> **RECORDED DATA**
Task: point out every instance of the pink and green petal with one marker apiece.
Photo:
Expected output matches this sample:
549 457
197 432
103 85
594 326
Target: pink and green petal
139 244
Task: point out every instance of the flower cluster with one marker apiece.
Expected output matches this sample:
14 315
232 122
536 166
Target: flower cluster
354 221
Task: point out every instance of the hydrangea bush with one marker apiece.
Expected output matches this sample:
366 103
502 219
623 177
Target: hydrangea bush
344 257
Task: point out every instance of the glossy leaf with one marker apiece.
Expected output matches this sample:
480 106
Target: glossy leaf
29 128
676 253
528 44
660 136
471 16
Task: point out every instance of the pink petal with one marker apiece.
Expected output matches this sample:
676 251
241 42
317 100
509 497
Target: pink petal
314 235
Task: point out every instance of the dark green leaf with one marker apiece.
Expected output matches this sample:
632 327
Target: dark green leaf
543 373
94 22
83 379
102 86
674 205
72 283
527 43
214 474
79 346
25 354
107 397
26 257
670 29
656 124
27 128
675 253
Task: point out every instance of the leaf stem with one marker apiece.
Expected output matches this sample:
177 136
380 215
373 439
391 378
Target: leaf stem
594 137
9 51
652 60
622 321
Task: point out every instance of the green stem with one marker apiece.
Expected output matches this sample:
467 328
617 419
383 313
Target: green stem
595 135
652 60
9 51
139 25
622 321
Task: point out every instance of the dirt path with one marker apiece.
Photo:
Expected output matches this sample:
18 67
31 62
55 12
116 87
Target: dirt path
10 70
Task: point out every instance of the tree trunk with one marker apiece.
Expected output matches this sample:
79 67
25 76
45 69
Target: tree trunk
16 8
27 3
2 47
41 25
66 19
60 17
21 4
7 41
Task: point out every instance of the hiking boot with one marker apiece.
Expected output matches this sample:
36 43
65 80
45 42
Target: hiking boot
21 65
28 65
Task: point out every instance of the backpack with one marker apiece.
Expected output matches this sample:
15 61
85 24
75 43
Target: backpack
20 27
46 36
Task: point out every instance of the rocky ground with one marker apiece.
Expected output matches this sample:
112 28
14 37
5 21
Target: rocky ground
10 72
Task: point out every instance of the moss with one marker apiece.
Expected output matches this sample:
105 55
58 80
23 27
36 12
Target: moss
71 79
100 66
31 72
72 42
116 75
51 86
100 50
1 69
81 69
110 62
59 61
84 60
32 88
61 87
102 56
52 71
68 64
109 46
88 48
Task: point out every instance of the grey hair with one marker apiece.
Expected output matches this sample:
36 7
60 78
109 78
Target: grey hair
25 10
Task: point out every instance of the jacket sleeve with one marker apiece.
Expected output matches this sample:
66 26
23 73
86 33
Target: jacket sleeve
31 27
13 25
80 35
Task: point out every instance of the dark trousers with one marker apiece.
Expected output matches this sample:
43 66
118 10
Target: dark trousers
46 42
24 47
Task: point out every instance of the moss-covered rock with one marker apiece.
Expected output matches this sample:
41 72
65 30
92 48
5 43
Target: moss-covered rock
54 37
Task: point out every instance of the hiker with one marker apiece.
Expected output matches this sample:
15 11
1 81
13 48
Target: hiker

> **EXERCISE DESCRIPTION**
Search the data above for the string "hiker" and return every line that has it.

> **ANSWER BOX**
Task: point out every instance of the hiker with one marker apiece.
Target: hiker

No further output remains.